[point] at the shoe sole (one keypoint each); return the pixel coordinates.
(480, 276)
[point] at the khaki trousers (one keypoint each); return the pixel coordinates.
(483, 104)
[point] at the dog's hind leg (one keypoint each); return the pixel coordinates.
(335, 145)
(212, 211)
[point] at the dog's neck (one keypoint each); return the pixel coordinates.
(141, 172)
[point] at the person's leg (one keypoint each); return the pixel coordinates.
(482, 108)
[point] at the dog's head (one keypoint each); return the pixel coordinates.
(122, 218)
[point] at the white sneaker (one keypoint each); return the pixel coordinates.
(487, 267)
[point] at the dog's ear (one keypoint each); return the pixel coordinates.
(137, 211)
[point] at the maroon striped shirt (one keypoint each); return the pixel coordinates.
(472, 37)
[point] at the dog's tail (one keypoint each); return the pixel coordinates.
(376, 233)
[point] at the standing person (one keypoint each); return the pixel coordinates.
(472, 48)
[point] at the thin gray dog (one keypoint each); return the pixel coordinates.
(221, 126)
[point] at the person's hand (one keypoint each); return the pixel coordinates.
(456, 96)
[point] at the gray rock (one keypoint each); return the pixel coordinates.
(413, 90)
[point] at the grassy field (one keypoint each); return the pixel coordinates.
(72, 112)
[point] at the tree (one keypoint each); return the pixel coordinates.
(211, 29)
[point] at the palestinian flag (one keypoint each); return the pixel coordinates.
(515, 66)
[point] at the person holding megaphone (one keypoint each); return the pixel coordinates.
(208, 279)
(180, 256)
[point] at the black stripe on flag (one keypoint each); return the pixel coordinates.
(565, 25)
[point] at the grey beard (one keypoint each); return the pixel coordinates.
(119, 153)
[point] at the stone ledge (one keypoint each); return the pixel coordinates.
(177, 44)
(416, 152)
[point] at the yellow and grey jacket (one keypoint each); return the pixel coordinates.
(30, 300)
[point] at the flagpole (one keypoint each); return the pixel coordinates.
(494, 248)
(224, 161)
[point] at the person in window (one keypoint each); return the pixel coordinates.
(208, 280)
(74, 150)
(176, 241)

══════

- _REQUIREMENTS_
Rescale the records from the line with "[point] at the person's leg" through the end of the records, repeating every line with the requests unchanged. Multiply each pixel coordinate in the answers by 2.1 and round to a whole number, with halves rounded up.

- _REPLY TO THE EXERCISE_
[point] at the person's leg (one keypoint each); return the pixel coordinates.
(1012, 227)
[point] at the dog's head (one keypoint each); return the pixel coordinates.
(256, 458)
[point] at the white sneaker (one keypoint each); return the pixel coordinates.
(1023, 561)
[point] at the dog's ear (one keypoint each); return the pixel coordinates.
(288, 443)
[point] at the maroon striped shirt (one keypoint each); return the pixel coordinates.
(991, 78)
[point] at the dog's tail (one keypoint each); return the pixel coordinates.
(790, 489)
[point] at the standing person (one keypoint each); return the pixel coordinates.
(991, 101)
[point] at the thin gray dog (one keypoint each); return the pixel coordinates.
(464, 265)
[point] at the person's hand (one keypoint each); return the pixel coordinates.
(958, 202)
[point] at the gray rock (one keypoint each); return the pixel coordinates.
(867, 189)
[point] at the grassy field (one keypoint each); return the pixel coordinates.
(151, 235)
[point] at the tree (one keypoint each); return the pixel coordinates.
(443, 61)
[point] at the palestinian flag (one keypoint each); return the pixel coordinates.
(1082, 139)
[point] at the person holding megaphone (one keypoint each); return the pixel coordinates.
(437, 586)
(378, 538)
[point] at the black stripe on flag (one keypoint each); return the pixel coordinates.
(1187, 53)
[point] at the grey beard (one keypoint each); return the pixel coordinates.
(250, 321)
[point] at the stone ledge (one keypoint each); return the pixel coordinates.
(372, 92)
(874, 319)
[point] at the yellow and grey jacket (one keypoint each); return the pixel coordinates.
(63, 630)
[point] at the flagpole (one keypoint each); return the pixel coordinates.
(1037, 521)
(470, 338)
[point] at the person in window (one keypoint each); return the pixel coordinates.
(437, 588)
(155, 315)
(370, 506)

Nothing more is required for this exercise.